* _Problem_: Turn each line of the data below into an item in a numbered list, skipping blank lines and leaving out the pictures.
_ _ _ _
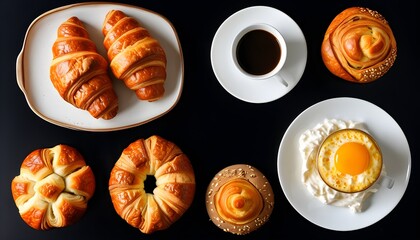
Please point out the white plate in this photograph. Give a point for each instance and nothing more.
(394, 146)
(232, 80)
(33, 62)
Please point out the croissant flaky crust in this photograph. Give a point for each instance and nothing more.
(136, 57)
(359, 45)
(79, 73)
(239, 199)
(175, 184)
(53, 188)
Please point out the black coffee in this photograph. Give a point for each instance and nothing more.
(258, 52)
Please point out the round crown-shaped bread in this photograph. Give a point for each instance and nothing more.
(175, 184)
(53, 188)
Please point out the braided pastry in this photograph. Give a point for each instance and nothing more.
(53, 188)
(175, 184)
(136, 57)
(79, 73)
(359, 45)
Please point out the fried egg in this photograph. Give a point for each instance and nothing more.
(349, 160)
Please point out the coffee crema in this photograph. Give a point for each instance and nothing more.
(258, 52)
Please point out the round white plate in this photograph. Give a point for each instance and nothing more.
(33, 62)
(394, 146)
(246, 89)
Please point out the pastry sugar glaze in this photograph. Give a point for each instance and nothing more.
(239, 199)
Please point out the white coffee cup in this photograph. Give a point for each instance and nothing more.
(259, 51)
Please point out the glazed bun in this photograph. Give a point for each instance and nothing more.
(359, 45)
(53, 188)
(239, 199)
(175, 184)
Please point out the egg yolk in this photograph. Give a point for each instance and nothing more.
(352, 158)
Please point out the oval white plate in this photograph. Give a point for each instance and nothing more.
(237, 84)
(33, 62)
(394, 146)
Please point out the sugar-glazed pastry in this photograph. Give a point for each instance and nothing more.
(239, 199)
(359, 45)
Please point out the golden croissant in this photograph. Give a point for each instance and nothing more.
(147, 210)
(53, 187)
(359, 45)
(79, 73)
(135, 56)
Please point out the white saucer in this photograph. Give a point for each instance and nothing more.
(258, 91)
(394, 146)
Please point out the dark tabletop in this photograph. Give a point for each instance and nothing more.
(214, 128)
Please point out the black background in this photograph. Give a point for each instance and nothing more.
(214, 128)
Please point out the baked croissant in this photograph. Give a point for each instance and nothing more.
(79, 73)
(175, 184)
(239, 199)
(359, 45)
(53, 188)
(136, 57)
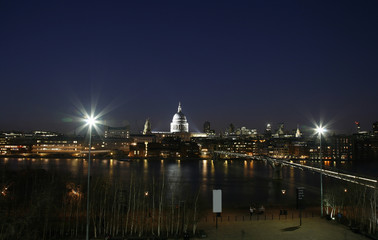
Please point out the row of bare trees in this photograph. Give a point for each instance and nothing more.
(357, 204)
(43, 205)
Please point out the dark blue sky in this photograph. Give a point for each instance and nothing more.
(241, 62)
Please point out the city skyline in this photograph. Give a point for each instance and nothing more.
(246, 63)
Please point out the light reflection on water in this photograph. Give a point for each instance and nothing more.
(243, 182)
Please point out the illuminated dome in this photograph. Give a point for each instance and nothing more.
(179, 122)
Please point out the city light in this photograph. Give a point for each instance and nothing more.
(320, 130)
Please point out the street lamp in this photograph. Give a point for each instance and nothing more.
(321, 130)
(90, 121)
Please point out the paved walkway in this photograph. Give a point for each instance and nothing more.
(312, 228)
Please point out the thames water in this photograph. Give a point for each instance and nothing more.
(243, 182)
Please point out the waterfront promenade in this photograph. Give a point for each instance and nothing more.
(312, 228)
(234, 226)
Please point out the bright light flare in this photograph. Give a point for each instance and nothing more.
(91, 120)
(320, 130)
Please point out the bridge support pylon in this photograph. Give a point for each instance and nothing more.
(277, 170)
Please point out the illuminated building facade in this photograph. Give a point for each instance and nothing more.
(179, 123)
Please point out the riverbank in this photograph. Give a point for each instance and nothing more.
(311, 228)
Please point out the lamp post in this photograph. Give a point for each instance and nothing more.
(320, 130)
(90, 120)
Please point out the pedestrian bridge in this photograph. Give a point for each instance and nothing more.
(277, 165)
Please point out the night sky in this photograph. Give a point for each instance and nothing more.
(243, 62)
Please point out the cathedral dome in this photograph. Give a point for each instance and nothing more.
(179, 122)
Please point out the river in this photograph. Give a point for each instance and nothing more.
(243, 182)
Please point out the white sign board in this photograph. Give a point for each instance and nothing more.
(217, 201)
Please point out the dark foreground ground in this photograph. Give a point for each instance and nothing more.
(312, 228)
(236, 225)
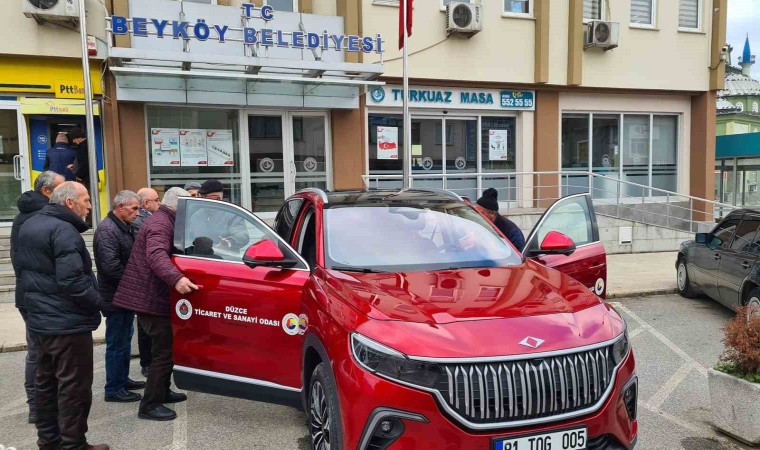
_ _ _ _
* _Complete output_:
1. Please point out the white plate in this photograph. Give a point for each instance and nothing more.
2. (394, 146)
3. (232, 80)
4. (33, 62)
5. Please point out the croissant flaky crust in this photograph. Give a point for each instance and nothing more.
6. (136, 57)
7. (359, 45)
8. (79, 73)
9. (239, 199)
10. (175, 184)
11. (53, 188)
12. Please point out the black coffee in this photograph. Give a point for each instance and nothing more.
13. (258, 52)
14. Please point out the round crown-shaped bread in this photograph. Give a point for each instance and nothing more.
15. (175, 184)
16. (53, 188)
17. Please point out the braided pastry in this photograph. Give a point for each instance and nothing more.
18. (53, 188)
19. (175, 184)
20. (136, 57)
21. (79, 73)
22. (359, 45)
23. Please point out the fried egg in this photograph. Give a point for each instance and nothing more.
24. (349, 160)
25. Please point out the coffee crema in this photograph. Give a point for each instance and nothing more.
26. (258, 52)
27. Please point out the round white plate in this photograph. Give a point for each instance and nothing more.
28. (33, 62)
29. (394, 146)
30. (246, 89)
31. Please point out the pastry sugar glaze in this photograph. Give a point for each instance and nothing more.
32. (239, 199)
33. Please point out the white coffee cup in this photograph. Give a point for each instance and nothing more.
34. (259, 51)
35. Please point out the glazed bun in this photograph. Give a point for each instance and nothing more.
36. (359, 45)
37. (53, 188)
38. (239, 199)
39. (175, 184)
40. Please point out the egg yolk in this photograph. Give a point for each instance and nothing more.
41. (352, 158)
42. Please point out the oval white plate in this photograph. Give a point for each instance and nothing more.
43. (237, 84)
44. (33, 62)
45. (394, 146)
46. Please point out the sugar-glazed pastry in this photograph. Give a point for each instance and nothing more.
47. (239, 199)
48. (359, 45)
49. Please point out the golden croissant in this photograph. Give a point for each instance and nothing more.
50. (147, 210)
51. (53, 187)
52. (359, 45)
53. (79, 73)
54. (135, 56)
55. Please point out the white saucer in this photograph. Give a point for each instance and nothing more.
56. (258, 91)
57. (394, 146)
58. Please point out the dark tabletop in this photograph. Give a point for each instance and nothing more.
59. (214, 128)
60. Please point out the black background in this photograph. Give a point for each instance and nothing more.
61. (214, 128)
62. Please point out the baked croissant in this photograph. Give a point for each instance and nothing more.
63. (79, 73)
64. (175, 184)
65. (239, 199)
66. (359, 45)
67. (53, 188)
68. (136, 57)
69. Please point out the row of bare trees in this photograph. Give a point for each instance and nothing more.
70. (357, 204)
71. (43, 205)
72. Please point out the dark blue sky in this photograph. Give a point for each instance and nothing more.
73. (241, 62)
74. Please point out the city skyline in this photograph. Give a point for each instance and nothing more.
75. (246, 63)
76. Please point out the light reflection on water in this photograph. Give a point for each instance and nothing more.
77. (243, 182)
78. Please point out the illuminated dome in this photograph. Give a point for each instance and nothing more.
79. (179, 122)
80. Please point out the city light in this photograph. Give a point for each instance and nothing more.
81. (320, 130)
82. Please point out the street lamp in this photograph. Give a point for each instance and nothing more.
83. (321, 130)
84. (90, 121)
85. Please point out the paved walkway in this photograph. Give a point for each instance and nothing more.
86. (312, 228)
87. Please point out the thames water in this photograph. Give a point for each instance and nothing more.
88. (243, 182)
89. Please point out the waterfront promenade in this photograph. Give a point for each instance and nothing more.
90. (312, 228)
91. (234, 226)
92. Please point out the bright light flare in this photograph. Give a point for each instance and nothing more.
93. (91, 120)
94. (320, 130)
95. Please point out the bridge support pylon in this photograph. Give a point for each instance and nothing more.
96. (277, 170)
97. Please point out the illuminated building facade in this photograph. Give a point for each instance and nothing more.
98. (179, 123)
99. Please point out the riverbank in this photograph. Give a point for each instance and nothing more.
100. (311, 228)
101. Please point out the lamp post in this photograph. Give a point for each instance and nothing more.
102. (320, 130)
103. (90, 120)
104. Please point out the pedestrian bridge in this photograph. Give a point for each instance and nothing more.
105. (277, 165)
106. Please point out the night sky in this photograph. Give a point for each instance and nothing more.
107. (243, 62)
108. Please point out the cathedral dome in this photograph. Give a point for each instance and nothing more.
109. (179, 122)
110. Please point out the river in this photograph. Give a point for each instance and nothing more.
111. (243, 182)
112. Please point out the white sign board in this photograph. Give a point for each instance and nothing more.
113. (217, 201)
114. Please point out the dark foreground ground in this photograph. Give a point for each instance and nothing more.
115. (312, 228)
116. (236, 225)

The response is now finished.